◆ DATA SHOWN:
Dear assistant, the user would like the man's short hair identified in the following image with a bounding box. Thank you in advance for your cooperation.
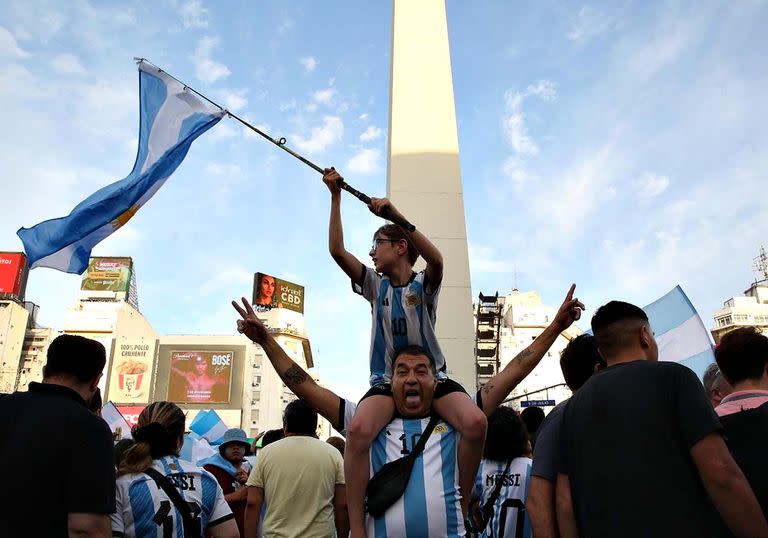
[715,327,768,385]
[392,344,437,374]
[592,301,648,357]
[283,400,317,436]
[483,405,529,461]
[43,334,107,383]
[560,334,606,392]
[373,224,419,266]
[702,362,723,394]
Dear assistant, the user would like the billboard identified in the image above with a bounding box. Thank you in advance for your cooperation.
[107,338,157,403]
[80,258,133,293]
[253,273,304,314]
[0,252,28,301]
[168,350,235,404]
[117,405,146,426]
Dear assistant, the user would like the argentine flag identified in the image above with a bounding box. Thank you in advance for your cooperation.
[189,409,229,445]
[643,286,715,379]
[16,62,226,274]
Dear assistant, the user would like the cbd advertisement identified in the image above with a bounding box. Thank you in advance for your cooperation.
[253,273,304,314]
[107,338,157,403]
[168,351,234,403]
[80,258,133,292]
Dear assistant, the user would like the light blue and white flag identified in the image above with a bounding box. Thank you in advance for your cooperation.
[16,62,226,274]
[189,409,229,445]
[643,286,715,379]
[179,432,219,465]
[101,402,131,441]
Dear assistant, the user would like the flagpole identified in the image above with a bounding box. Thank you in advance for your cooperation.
[134,58,416,232]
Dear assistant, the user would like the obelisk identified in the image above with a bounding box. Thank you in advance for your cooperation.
[387,0,475,388]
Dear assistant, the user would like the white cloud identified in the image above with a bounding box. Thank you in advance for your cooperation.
[299,56,317,71]
[312,88,338,105]
[360,125,384,142]
[51,54,87,75]
[192,36,231,84]
[292,116,344,153]
[0,26,29,58]
[566,6,614,43]
[217,89,248,112]
[637,173,669,199]
[524,80,557,101]
[179,0,208,28]
[504,90,539,156]
[345,148,381,174]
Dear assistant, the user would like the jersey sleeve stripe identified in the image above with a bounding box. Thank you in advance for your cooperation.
[206,513,235,529]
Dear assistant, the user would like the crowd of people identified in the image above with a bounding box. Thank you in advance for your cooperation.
[0,169,768,538]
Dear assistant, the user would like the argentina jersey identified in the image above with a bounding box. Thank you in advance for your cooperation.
[472,458,531,538]
[111,456,234,538]
[352,267,446,385]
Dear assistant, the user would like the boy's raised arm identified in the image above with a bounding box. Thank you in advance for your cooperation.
[368,198,443,291]
[323,168,363,282]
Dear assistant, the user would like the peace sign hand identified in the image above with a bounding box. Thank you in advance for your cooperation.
[232,297,269,344]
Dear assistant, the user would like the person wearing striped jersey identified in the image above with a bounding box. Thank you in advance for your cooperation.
[112,402,240,538]
[232,284,584,537]
[323,168,487,538]
[470,406,531,538]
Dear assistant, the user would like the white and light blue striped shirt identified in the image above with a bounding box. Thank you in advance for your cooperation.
[472,458,531,538]
[344,401,465,538]
[111,456,234,538]
[352,267,446,386]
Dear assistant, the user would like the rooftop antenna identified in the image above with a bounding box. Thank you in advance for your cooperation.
[752,243,768,282]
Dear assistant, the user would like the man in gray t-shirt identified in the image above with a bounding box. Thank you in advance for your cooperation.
[526,334,605,538]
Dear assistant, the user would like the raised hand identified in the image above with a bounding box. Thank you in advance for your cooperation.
[232,297,269,344]
[323,166,344,194]
[552,284,584,332]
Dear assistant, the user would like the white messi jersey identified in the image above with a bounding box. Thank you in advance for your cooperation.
[112,456,234,538]
[352,267,446,385]
[473,458,532,538]
[344,401,466,538]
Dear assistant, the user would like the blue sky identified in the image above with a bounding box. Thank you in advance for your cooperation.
[0,0,768,402]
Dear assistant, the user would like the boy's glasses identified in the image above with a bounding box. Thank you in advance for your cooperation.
[371,239,399,252]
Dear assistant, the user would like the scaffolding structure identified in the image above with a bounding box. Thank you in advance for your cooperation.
[475,291,504,390]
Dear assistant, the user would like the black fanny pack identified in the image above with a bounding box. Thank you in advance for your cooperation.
[365,415,440,517]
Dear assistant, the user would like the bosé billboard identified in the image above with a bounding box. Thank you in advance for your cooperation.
[0,252,29,301]
[253,273,304,314]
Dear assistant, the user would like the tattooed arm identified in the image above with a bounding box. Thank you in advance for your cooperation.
[232,298,342,430]
[481,284,584,416]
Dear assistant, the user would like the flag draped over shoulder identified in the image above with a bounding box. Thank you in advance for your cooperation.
[643,286,715,378]
[16,63,226,274]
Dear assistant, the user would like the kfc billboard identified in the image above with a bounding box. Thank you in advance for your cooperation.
[107,338,156,403]
[0,252,28,301]
[80,258,133,292]
[168,351,235,404]
[253,273,304,314]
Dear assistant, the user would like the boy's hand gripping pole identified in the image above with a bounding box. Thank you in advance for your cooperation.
[134,58,416,232]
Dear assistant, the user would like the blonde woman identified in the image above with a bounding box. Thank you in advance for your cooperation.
[112,402,239,538]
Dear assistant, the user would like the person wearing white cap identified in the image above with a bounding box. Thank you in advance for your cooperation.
[198,428,251,536]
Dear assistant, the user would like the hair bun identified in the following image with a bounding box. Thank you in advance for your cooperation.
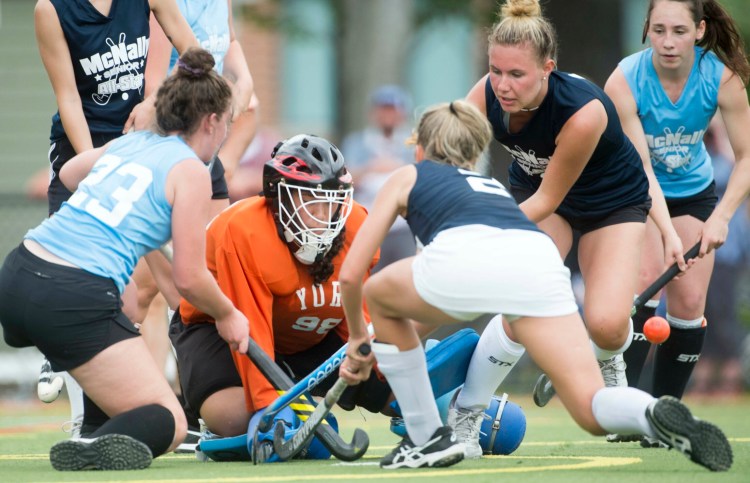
[177,47,216,78]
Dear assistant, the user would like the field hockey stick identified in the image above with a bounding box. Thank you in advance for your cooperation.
[258,325,374,431]
[247,338,370,462]
[630,242,701,317]
[273,343,372,461]
[258,344,349,431]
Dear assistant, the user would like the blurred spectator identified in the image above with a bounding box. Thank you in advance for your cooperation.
[341,85,416,273]
[692,117,750,396]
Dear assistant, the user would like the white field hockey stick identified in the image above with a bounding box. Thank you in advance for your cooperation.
[273,343,372,461]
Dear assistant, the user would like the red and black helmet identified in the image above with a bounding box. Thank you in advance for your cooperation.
[263,134,352,198]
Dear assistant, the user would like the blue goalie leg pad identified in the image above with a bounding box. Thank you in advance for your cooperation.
[196,434,250,461]
[391,328,479,414]
[248,406,339,463]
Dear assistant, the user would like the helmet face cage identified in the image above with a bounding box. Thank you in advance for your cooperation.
[278,180,354,265]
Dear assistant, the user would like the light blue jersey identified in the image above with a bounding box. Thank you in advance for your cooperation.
[620,47,724,198]
[169,0,230,74]
[25,131,198,293]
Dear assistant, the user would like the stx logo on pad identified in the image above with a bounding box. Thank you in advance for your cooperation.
[487,356,513,367]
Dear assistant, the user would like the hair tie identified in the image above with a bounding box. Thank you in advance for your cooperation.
[177,59,203,77]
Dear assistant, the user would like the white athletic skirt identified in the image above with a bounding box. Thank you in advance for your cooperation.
[412,225,578,321]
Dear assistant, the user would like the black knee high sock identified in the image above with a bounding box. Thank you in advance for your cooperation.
[88,404,175,458]
[651,327,706,398]
[622,306,656,387]
[81,393,109,438]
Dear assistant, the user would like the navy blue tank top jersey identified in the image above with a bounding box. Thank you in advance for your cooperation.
[50,0,151,141]
[406,160,539,246]
[485,71,650,219]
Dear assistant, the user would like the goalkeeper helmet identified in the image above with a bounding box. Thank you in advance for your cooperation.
[263,134,353,265]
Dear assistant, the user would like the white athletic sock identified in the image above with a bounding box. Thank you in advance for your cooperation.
[591,387,656,438]
[456,315,526,410]
[372,342,443,445]
[63,372,83,423]
[667,313,703,329]
[591,319,633,361]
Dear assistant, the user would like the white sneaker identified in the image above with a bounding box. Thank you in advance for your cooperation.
[607,434,643,443]
[36,359,65,403]
[598,354,628,387]
[448,391,485,459]
[380,426,464,470]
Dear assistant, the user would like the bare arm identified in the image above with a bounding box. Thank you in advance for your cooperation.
[34,0,94,153]
[60,141,111,191]
[700,69,750,256]
[148,0,199,55]
[167,159,249,352]
[221,0,254,119]
[122,0,199,133]
[604,67,687,270]
[145,13,173,98]
[339,166,417,383]
[519,100,607,223]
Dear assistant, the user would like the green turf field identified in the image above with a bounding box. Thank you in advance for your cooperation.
[0,397,750,483]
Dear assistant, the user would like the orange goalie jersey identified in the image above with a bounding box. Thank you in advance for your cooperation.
[180,196,378,414]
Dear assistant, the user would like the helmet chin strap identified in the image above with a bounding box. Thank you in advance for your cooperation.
[284,229,331,265]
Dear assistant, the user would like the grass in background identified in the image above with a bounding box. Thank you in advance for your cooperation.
[0,397,750,483]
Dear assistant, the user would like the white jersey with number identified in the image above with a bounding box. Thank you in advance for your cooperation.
[25,131,198,292]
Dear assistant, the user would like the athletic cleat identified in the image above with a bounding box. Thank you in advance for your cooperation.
[607,434,643,443]
[598,354,628,387]
[532,374,555,408]
[646,396,732,471]
[49,434,153,471]
[641,436,669,448]
[174,428,201,454]
[448,391,489,459]
[36,359,65,403]
[62,417,83,439]
[380,426,464,470]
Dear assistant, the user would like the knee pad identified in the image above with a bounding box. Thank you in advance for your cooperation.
[479,394,526,455]
[391,328,479,414]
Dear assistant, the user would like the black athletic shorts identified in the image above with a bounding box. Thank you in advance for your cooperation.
[208,156,229,200]
[510,186,651,235]
[0,244,140,371]
[169,311,391,413]
[666,181,719,222]
[47,133,122,215]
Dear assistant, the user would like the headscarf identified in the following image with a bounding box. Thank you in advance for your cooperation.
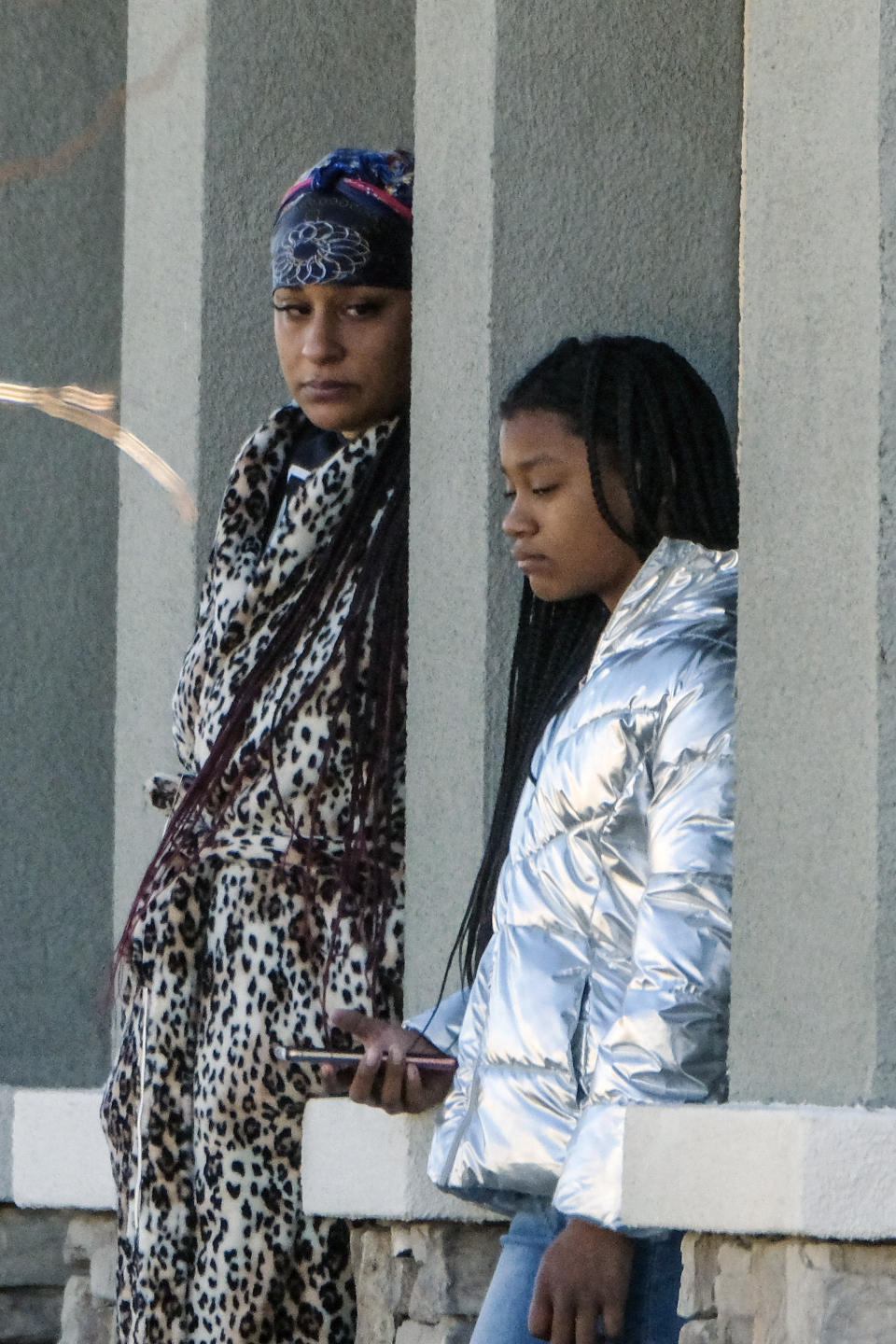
[272,149,413,289]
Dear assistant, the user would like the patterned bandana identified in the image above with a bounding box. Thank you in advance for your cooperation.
[272,149,413,289]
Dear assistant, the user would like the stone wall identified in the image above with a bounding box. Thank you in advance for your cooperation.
[679,1234,896,1344]
[0,1204,116,1344]
[352,1222,504,1344]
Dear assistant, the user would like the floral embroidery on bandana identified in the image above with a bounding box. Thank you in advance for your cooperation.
[273,219,371,289]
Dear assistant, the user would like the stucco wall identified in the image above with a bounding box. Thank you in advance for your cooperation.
[0,0,128,1085]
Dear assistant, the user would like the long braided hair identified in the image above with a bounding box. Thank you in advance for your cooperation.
[452,336,737,984]
[114,412,409,1005]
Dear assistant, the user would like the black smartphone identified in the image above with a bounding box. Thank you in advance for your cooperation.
[274,1045,456,1074]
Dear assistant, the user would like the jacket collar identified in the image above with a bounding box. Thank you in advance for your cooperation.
[586,537,737,680]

◆ OBJECTIVE: Copy the lines above word for word, starting at the very first line and ending at the line that contains "[206,513,235,529]", including that line, and leave out the pictures.

◆ RESULT BELOW:
Dear assistant, the user would like the man's short hair identified in the following image with a bounding box. Thank you in advance for your cooperation.
[715,327,768,385]
[392,344,437,374]
[592,301,648,357]
[283,400,317,436]
[483,405,529,461]
[43,334,107,383]
[560,334,606,392]
[373,224,419,266]
[702,362,723,394]
Dear assistant, the user would like the billboard identified in the image above with a bounding box. Thank you in advance for your cooperation.
[107,338,157,403]
[80,258,133,293]
[253,273,304,314]
[0,252,28,301]
[168,350,235,404]
[117,405,146,426]
Dear assistant, the user would like the argentine flag identified in the image above with a bounding box. Thank you in advance for your cooperation.
[189,409,229,445]
[643,286,715,379]
[16,62,226,274]
Dear assistant, the user would like the cbd advertisement identified in the image above with a bounding box. Thank you in advance for your cooperation.
[253,273,304,314]
[107,338,157,403]
[168,351,234,403]
[80,258,133,292]
Dear assistant, the user would like the light blue and white flag identified in the image above with a bounding box. Thank you in advance for your cooperation.
[16,62,226,274]
[189,409,229,445]
[643,286,715,379]
[179,432,219,465]
[101,402,131,441]
Dear assistant, the user would like the flagpole identified in the image above with a bounding box. Thank you in advance for your cooperation.
[134,58,416,232]
Dear assistant, the user would like the obelisk identified in the image above with a bounding box. Thank you in advance for your cooperation.
[387,0,475,388]
Dear assistant, the user would like the white cloud identified in the image above with a bounding box. Thank you in advance for your cooperation.
[299,56,317,71]
[312,88,338,105]
[360,125,384,142]
[51,54,87,75]
[192,36,231,84]
[292,116,344,153]
[0,26,29,58]
[566,6,614,43]
[217,89,248,112]
[637,173,669,199]
[524,80,557,101]
[179,0,208,28]
[504,90,539,156]
[345,148,381,174]
Dear assistant, the user would like the jersey sleeve stripe identified in the image above with a bounding box. Thank you in advance for your cooperation.
[206,513,235,529]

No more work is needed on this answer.